_Extracted information_:
━━━━━━━━━━

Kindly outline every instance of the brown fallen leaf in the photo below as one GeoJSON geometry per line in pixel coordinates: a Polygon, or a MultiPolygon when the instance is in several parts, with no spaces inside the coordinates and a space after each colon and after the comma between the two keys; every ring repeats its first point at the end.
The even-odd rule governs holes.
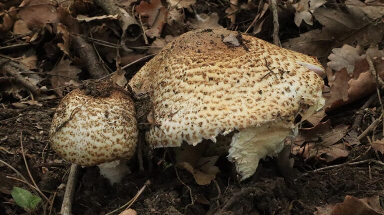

━━━━━━━━━━

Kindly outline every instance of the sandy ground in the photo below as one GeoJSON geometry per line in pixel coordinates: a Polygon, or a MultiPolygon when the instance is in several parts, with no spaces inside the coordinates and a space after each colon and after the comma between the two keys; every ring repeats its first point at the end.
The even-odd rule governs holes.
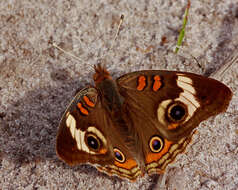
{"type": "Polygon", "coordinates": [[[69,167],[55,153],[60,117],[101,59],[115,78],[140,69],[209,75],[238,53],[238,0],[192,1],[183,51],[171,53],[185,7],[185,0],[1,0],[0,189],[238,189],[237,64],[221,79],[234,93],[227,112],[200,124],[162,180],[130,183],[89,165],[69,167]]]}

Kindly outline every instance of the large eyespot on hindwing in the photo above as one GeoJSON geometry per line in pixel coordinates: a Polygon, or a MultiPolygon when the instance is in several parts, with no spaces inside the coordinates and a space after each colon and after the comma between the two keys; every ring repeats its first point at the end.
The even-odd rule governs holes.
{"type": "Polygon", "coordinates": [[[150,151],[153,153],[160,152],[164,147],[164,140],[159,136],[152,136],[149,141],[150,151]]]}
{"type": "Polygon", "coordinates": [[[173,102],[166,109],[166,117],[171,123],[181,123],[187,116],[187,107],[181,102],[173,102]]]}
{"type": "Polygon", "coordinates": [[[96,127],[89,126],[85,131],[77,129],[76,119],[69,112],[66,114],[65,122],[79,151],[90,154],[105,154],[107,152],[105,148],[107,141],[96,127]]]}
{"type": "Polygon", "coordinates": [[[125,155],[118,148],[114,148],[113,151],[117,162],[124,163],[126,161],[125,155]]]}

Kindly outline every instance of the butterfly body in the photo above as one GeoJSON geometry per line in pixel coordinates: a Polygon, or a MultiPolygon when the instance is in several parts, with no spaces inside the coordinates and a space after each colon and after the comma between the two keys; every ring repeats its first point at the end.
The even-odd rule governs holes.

━━━━━━━━━━

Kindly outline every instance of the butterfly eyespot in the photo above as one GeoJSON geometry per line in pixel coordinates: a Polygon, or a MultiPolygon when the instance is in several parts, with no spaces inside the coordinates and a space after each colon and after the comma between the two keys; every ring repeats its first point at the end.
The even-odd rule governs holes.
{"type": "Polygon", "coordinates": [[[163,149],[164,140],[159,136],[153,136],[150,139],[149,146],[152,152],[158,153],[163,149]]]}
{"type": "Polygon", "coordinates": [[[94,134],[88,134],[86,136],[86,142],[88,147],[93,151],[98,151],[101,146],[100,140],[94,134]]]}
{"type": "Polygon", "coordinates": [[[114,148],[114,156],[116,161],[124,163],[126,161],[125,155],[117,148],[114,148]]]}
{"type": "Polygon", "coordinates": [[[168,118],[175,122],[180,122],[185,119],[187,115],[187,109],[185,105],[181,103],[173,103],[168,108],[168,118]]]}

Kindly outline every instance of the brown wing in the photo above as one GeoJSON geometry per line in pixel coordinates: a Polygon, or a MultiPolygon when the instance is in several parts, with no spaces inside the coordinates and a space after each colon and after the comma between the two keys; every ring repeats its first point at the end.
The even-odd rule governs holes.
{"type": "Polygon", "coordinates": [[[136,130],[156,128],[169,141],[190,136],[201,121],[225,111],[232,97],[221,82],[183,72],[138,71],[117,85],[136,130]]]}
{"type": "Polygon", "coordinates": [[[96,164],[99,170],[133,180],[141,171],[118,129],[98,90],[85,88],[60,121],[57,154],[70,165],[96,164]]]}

━━━━━━━━━━

Which lines of the items above contain the string "eyespot", with case taken into account? Copy each such line in full.

Kindly outline every instance of the large eyespot on hindwing in the photo above as one GeoJSON geometry per line in pixel coordinates: a Polygon, or a MultiPolygon when the instance is in several parts, with no spaces inside the coordinates and a space after each colon and after the comma between the two keys; every ring repeats its first point at the end.
Kindly outline every instance of the butterfly eyespot in the photo above as one GeoJSON geometry per line in pixel coordinates: a Polygon, or a MultiPolygon when the instance is in several parts, with no spaces inside the coordinates and a space after each colon and after the comma between the two keys; every ring repeats its first point at the end.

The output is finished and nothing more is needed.